[Registros de anotação de caixas em imagens]
-- -- --
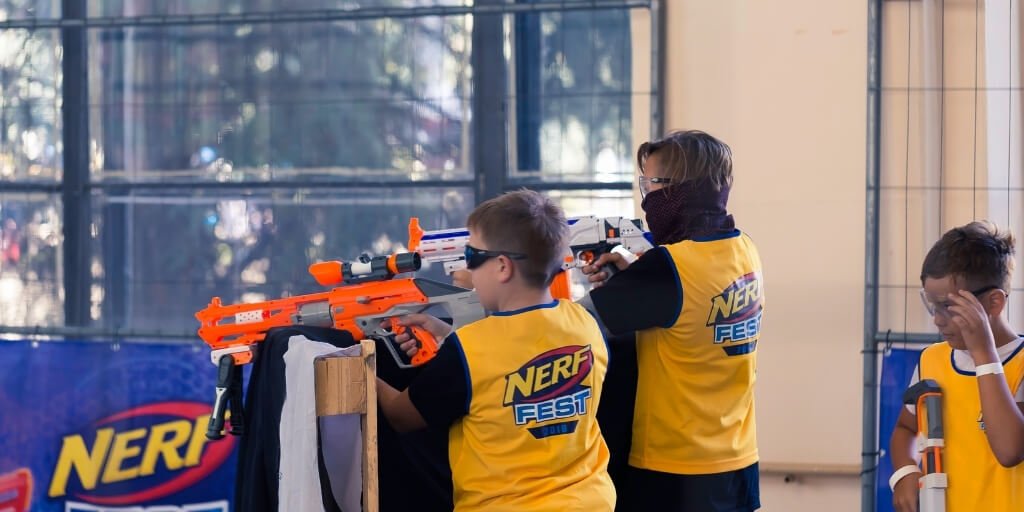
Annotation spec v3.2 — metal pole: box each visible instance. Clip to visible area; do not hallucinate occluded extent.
[650,0,669,138]
[470,0,509,204]
[60,0,92,326]
[0,0,651,30]
[860,0,883,512]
-- -- --
**O que se pede**
Troque "metal pole" por "metal post" e reescreva todos os itens sem mudar mais nada. Deixe as imagens fora da resposta.

**Resultado correto**
Annotation spec v3.2 — metal post: box each visible instance. Clip to visible area; do not hallucinate occluded extent.
[650,0,669,138]
[470,0,509,204]
[60,0,92,326]
[0,0,651,30]
[860,0,883,512]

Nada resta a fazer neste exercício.